> Given problem 1: Using the guaranty text, decide whether each statement agrees with it, answering yes or no and quoting the exact words that decide it. (a) The Lender must notify the affected Guarantor before carrying out a setoff. (b) The Lender may set off even if it has made no demand under the Guaranty. (c) Failing to give notice of a setoff makes the setoff invalid.

SECTION 16 Right of Set-Off. If an Event of Default shall have occurred and be continuing, the Lender is hereby authorized at any time and from time to time, to the fullest extent permitted by applicable law, to set off and apply any and all deposits (general or special, time or demand, provisional or final, in whatever currency) at any time held and other obligations (in whatever currency) at any time owing by the Lender to or for the credit or the account of any Guarantor against any and all of the obligations of such Guarantor now or hereafter existing under this Guaranty or any other Guarantor Document to the Lender, irrespective of whether or not the Lender shall have made any demand under this Guaranty or any other Loan Document and although such obligations of such Guarantor may be contingent or unmatured or are owed to a branch or office of the Lender different from the branch or office holding such deposit or obligated on such indebtedness. The rights of the Lender under this Section are in addition to other rights and remedies (including other rights of setoff) that the Lender may have. The Lender (by its acceptance hereof) agrees to notify the affected Guarantor promptly after any such setoff and application, provided that the failure to give such notice shall not affect the validity of such setoff and application.
SECTION 17 Benefits of Guaranty. This Guaranty is entered into for the sole protection and benefit of the Lender and its successors and assigns, and no other Person (other than any Participant or Indemnitee specified herein) shall be a direct or indirect beneficiary of, or shall have any direct or indirect cause of action or claim in connection with, this Guaranty. The Lender, by its acceptance of this Guaranty, shall not have any obligations under this Guaranty to any Person other than (a) the Guarantors, and (b) the Lender or any Indemnitee, and such obligations shall be limited to those expressly stated herein.
SECTION 18 Binding Effect; Assignment.

> Given problem 2: Please retype the lines of the entries below, starting at the line that contains "Where can you spot the white" and ending at the last line of the entries, both included.

> Object pointing dataset entries:
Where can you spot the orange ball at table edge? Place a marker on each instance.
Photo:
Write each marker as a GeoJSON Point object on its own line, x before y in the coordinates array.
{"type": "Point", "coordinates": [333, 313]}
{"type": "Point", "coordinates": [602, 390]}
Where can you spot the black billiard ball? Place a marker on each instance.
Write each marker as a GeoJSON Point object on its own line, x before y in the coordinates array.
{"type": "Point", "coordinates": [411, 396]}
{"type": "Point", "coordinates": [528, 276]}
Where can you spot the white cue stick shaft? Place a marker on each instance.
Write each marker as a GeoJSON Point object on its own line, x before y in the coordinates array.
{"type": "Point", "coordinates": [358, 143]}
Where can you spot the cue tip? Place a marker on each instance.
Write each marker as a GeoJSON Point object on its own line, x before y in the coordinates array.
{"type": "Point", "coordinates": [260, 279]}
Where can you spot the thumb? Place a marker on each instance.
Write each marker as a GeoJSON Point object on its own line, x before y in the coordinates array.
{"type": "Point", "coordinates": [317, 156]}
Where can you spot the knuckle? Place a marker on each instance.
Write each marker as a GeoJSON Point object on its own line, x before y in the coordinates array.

> Written response 1:
(a) No: "agrees to notify the affected Guarantor promptly after any such setoff and application"
(b) Yes: "irrespective of whether or not the Lender shall have made any demand under this Guaranty"
(c) No: "the failure to give such notice shall not affect the validity of such setoff and application"

> Written response 2:
Where can you spot the white cue stick shaft? Place a marker on each instance.
Write each marker as a GeoJSON Point object on its own line, x before y in the coordinates array.
{"type": "Point", "coordinates": [358, 143]}
Where can you spot the cue tip? Place a marker on each instance.
Write each marker as a GeoJSON Point object on its own line, x before y in the coordinates array.
{"type": "Point", "coordinates": [260, 279]}
Where can you spot the thumb? Place a marker on each instance.
Write each marker as a GeoJSON Point object on its own line, x before y in the coordinates array.
{"type": "Point", "coordinates": [317, 156]}
Where can you spot the knuckle? Place a marker on each instance.
Write each marker as a GeoJSON Point object on its own line, x before y in the coordinates array.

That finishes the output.